- **PROBLEMS TO WORK ON**:
**A)** In the project description on handling uncertainty in spatial databases, which two data sets served as the test case?
**B)** Translate this sentence from the project description on handling uncertainty in spatial databases into Spanish: "Uncertainty in map databases can arise from several sources."
**C)** Reproduce the part of the project description on handling uncertainty in spatial databases that begins at the words "The goal of" and stops after the words "class of applications.".

- **SELECTED PASSAGE**:
= Beginning of Section =

University of California, Riverside UCR


ITR/IM: Handling Uncertainty in Spatial Databases

IIS-0114036

Principal Investigator

Bir Bhanu, Center for Research in Intelligent Systems Bourns B232, University of California at Riverside, Riverside, CA 92521, Tel. 951-827-3954, Fax. 951-827-3188
bhanu@cris.ucr.edu
http://www.vislab.ucr.edu/PEOPLE/BIR_BHANU/index.htm

Co-PI

Chinya Ravishankar, Center for Research in Intelligent Systems , Dept. of Computer Science and Engineering, University of California at Riverside, Tel. 951-827-2451, Fax. 951-827-4643
ravi@cs.ucr.edu
http://www.cs.ucr.edu/~ravi

Keywords: Uncertainty Modeling, Spatial Databases, Feature Extraction in Images, Digital Maps, Approximate Queries, Indexing Structures

Research and Education Activities

The goal of this research project is to develop new techniques to handle uncertainty in databases. This research effort develops new theory, tools and technology to support various types of probabilistic uncertainty in databases. The experimental research is linked to spatial databases with applications in the field of Geographic Information Systems. By adding support for uncertainty in database management systems, this research project will increase the power and flexibility of database management in a broad class of applications.

There are many potential application domains, but two specific areas of interest are automated population and management of dynamic geospatial databases in both mapping and surveillance scenarios. Today, various optical, infrared and radar sensors are repeatedly observing large regions, generating vast quantities of multi-media imagery. Image analysis algorithms are emerging that can categorize terrain features of interest (such as crops, woodlands, etc.) or objects (buildings, vehicles, and people) with varying degrees of confidence. Many of these features of interest are inherently dynamic (such as crops, rivers, sea ice, etc.) with long-term, seasonal and short-term variations. Results from computer algorithms involve some uncertainty due to variations and noise in the input, as well as inherent errors that produce false alarms. In addition, the performance of these algorithms may not degrade gracefully, leading to 'data' existence problems. Uncertainty in map databases can arise from several sources. First, changes in the real world can cause information to become out of date, even if temporarily. Without efficient mechanisms for managing uncertainty-related metadata, it is extremely hard either to improve the quality of query responses or to manage the data quality. Second, much of the data is acquired using automated image processing techniques on satellite images. Image processing techniques produce features that have significant amounts of uncertainties.

Our activities have focused on spatial join under uncertainty, modeling uncertainty for spatial objects and the development of a hierarchical approach for retrieval of uncertain objects. We have built a small prototype database of uncertain spatial objects that are extracted from color video. It consists of regions and their properties. We also had technical meetings ESRI and have acquired their commercial packages. These programs are running in our lab. Our database research software developed under this program will be running on the top of this software. We have used Census TIGER/Line data and Mojave Desert Ecosystem Spatial Data as the test case.

= End of Section =

- **SOURCE INFORMATION**:
= Beginning of Section =

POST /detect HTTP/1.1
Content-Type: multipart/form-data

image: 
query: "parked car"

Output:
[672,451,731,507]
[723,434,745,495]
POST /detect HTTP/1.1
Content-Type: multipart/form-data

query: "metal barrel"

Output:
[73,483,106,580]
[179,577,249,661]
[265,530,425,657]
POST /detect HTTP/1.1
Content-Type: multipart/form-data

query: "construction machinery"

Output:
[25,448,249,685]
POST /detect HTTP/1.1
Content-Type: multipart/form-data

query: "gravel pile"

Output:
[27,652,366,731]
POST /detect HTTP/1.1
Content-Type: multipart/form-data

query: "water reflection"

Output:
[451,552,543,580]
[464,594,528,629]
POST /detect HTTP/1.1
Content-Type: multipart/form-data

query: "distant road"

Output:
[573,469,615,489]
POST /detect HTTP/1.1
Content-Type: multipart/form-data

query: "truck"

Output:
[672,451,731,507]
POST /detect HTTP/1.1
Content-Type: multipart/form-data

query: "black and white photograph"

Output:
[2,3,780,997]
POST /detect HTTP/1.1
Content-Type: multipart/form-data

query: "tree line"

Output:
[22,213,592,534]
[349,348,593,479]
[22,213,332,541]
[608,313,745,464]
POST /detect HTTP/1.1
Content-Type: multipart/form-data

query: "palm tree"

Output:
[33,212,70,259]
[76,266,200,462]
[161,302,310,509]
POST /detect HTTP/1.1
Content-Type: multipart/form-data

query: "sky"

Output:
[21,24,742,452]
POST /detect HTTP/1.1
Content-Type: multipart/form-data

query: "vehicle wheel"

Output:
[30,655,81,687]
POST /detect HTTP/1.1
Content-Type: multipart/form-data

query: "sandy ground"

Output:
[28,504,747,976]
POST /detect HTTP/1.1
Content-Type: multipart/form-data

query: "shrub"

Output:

= End of Section =

- **TASK-BY-TASK SOLUTIONS**:
**A)** Census TIGER/Line data and Mojave Desert Ecosystem Spatial Data.

**B)** La incertidumbre en las bases de datos cartográficas puede surgir de varias fuentes.

**C)**
The goal of this research project is to develop new techniques to handle uncertainty in databases. This research effort develops new theory, tools and technology to support various types of probabilistic uncertainty in databases. The experimental research is linked to spatial databases with applications in the field of Geographic Information Systems. By adding support for uncertainty in database management systems, this research project will increase the power and flexibility of database management in a broad class of applications.